Reproduce every record below exactly as it appears.
= = =
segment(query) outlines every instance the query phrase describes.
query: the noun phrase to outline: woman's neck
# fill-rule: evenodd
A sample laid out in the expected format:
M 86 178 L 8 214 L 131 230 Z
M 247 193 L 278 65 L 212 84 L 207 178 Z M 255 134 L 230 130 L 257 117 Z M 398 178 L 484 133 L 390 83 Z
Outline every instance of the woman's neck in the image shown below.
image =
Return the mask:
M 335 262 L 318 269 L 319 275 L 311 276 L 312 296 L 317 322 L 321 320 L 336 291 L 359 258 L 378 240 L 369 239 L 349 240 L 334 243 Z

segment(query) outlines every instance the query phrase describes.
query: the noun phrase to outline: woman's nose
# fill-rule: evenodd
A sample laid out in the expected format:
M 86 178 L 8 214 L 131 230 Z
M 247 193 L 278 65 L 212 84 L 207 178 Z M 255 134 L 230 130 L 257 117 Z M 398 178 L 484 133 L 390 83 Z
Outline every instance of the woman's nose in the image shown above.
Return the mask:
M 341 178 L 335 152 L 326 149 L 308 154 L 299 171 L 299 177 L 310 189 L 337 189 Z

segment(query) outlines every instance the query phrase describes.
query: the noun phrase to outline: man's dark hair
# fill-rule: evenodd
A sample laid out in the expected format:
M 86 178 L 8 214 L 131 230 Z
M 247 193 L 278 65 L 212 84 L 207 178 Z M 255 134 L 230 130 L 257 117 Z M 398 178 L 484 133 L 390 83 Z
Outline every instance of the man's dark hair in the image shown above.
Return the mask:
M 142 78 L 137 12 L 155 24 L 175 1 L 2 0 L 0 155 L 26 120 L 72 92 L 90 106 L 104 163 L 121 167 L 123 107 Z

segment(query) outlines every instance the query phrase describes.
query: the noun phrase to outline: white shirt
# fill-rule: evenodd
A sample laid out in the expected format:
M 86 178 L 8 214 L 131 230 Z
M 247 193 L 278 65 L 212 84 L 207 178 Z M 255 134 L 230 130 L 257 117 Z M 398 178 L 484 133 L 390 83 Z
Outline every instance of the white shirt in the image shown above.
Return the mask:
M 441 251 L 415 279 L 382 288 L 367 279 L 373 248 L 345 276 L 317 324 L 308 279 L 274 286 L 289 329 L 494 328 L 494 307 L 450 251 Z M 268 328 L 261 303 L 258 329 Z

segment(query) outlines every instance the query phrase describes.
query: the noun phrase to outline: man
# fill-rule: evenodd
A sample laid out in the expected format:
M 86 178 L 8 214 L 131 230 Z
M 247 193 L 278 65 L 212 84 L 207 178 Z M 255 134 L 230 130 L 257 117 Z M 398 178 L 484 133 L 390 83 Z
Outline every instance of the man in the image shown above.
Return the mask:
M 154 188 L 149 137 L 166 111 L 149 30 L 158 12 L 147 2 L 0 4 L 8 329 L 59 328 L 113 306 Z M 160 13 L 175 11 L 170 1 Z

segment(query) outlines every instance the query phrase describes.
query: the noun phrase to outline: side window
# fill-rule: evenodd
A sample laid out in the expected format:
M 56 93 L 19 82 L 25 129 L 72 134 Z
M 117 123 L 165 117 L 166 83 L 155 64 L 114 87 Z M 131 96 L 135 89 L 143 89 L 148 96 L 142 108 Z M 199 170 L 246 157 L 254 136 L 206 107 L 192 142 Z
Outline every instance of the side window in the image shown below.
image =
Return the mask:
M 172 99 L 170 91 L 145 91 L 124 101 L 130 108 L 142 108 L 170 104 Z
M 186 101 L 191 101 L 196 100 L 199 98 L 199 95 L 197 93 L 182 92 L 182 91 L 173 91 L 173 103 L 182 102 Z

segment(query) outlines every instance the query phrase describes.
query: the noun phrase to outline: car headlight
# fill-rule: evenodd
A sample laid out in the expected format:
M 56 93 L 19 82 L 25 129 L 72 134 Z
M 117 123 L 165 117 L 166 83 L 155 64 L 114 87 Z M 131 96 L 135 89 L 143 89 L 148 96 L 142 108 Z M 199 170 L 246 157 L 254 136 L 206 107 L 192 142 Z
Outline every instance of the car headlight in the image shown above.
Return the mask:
= = =
| Task answer |
segment(query) outlines every instance the query phrase describes.
query: the noun phrase to outline: woman's neck
# fill-rule: evenodd
A sample laid out in the expected format:
M 86 178 L 8 214 L 131 230 Z
M 247 193 L 278 65 L 212 84 L 207 178 Z M 255 134 L 230 130 L 257 117 Z M 398 178 L 484 133 L 390 83 Z
Outline every instance of the woman's neck in the image shown below.
image =
Return the mask:
M 335 262 L 318 269 L 319 275 L 311 276 L 312 296 L 317 322 L 321 320 L 336 291 L 359 258 L 378 240 L 369 239 L 349 240 L 334 243 Z

segment(query) outlines every instance the query phrase describes.
query: the noun phrase to outline: woman's nose
# fill-rule: evenodd
A sample laid out in the expected format:
M 86 178 L 8 214 L 131 230 Z
M 247 193 L 278 65 L 212 84 L 207 178 Z M 255 134 L 230 130 L 257 117 Z M 398 178 L 484 133 L 390 83 Z
Outline every instance of the woman's nose in the image shown above.
Return the mask:
M 341 178 L 335 152 L 326 149 L 308 154 L 299 171 L 299 177 L 310 189 L 337 189 Z

segment(query) outlines every instance the query phrase describes.
query: the noun phrase to outline: man's dark hair
# fill-rule: evenodd
A sample laid out in the expected format:
M 86 178 L 8 214 L 131 230 Z
M 247 193 L 278 65 L 212 84 L 207 178 Z M 255 134 L 230 130 L 257 117 Z M 398 178 L 484 133 L 390 83 Z
Outline every instance of the man's dark hair in the image shown above.
Return the mask:
M 142 78 L 137 12 L 155 24 L 175 1 L 2 0 L 0 155 L 26 120 L 72 92 L 90 106 L 104 163 L 121 167 L 123 107 Z

segment(query) outlines every instance the query phrase describes.
query: the noun phrase to outline: white shirt
# fill-rule: evenodd
A sample laid out in the expected format:
M 86 178 L 8 214 L 131 230 Z
M 247 193 L 278 65 L 212 84 L 207 178 Z M 255 134 L 230 130 L 257 117 Z M 398 178 L 484 133 L 390 83 Z
Outline every instance of the white shirt in the image shown above.
Return the mask:
M 441 251 L 415 279 L 382 288 L 367 279 L 373 248 L 345 276 L 317 324 L 308 279 L 274 286 L 289 329 L 494 328 L 494 307 L 450 251 Z M 268 328 L 261 303 L 258 329 Z

segment(query) outlines every instance the query phrase describes.
query: the noun phrase to outline: man
# fill-rule: evenodd
A sample laid out in the expected format:
M 86 178 L 8 214 L 131 230 Z
M 247 193 L 278 65 L 212 84 L 207 178 Z M 255 134 L 230 130 L 257 117 Z M 398 178 L 484 133 L 390 83 Z
Outline every instance of the man in the image shown above.
Return the mask:
M 154 188 L 149 137 L 166 111 L 149 30 L 158 12 L 147 2 L 0 4 L 8 329 L 59 328 L 113 306 Z M 160 13 L 175 11 L 170 1 Z

segment(query) outlines every instance the query phrase describes.
query: the noun phrase to outline: side window
# fill-rule: evenodd
A sample laid out in the expected format:
M 56 93 L 19 82 L 25 129 L 72 134 Z
M 117 123 L 165 117 L 166 83 L 155 64 L 114 87 Z M 131 96 L 135 89 L 143 89 L 148 96 L 142 108 Z M 199 170 L 246 157 L 254 136 L 206 107 L 192 142 Z
Outline every instance of the side window in the image shown below.
image =
Return the mask:
M 172 99 L 170 91 L 145 91 L 124 101 L 130 108 L 142 108 L 170 104 Z
M 186 101 L 191 101 L 196 100 L 199 98 L 199 95 L 197 93 L 182 92 L 182 91 L 173 91 L 173 103 L 182 102 Z

segment(query) outlines every instance the query phrase describes.
query: the noun phrase to outline: car headlight
# fill-rule: evenodd
A sample laid out in the expected format:
M 56 93 L 19 82 L 25 129 L 72 134 Z
M 117 123 L 165 117 L 166 83 L 155 64 L 114 87 Z M 131 96 L 135 89 L 143 89 L 148 96 L 142 108 Z M 199 170 L 246 157 L 254 136 L 206 107 L 192 142 Z
Outline every instance of the car headlight in the image shown above.
Return the mask:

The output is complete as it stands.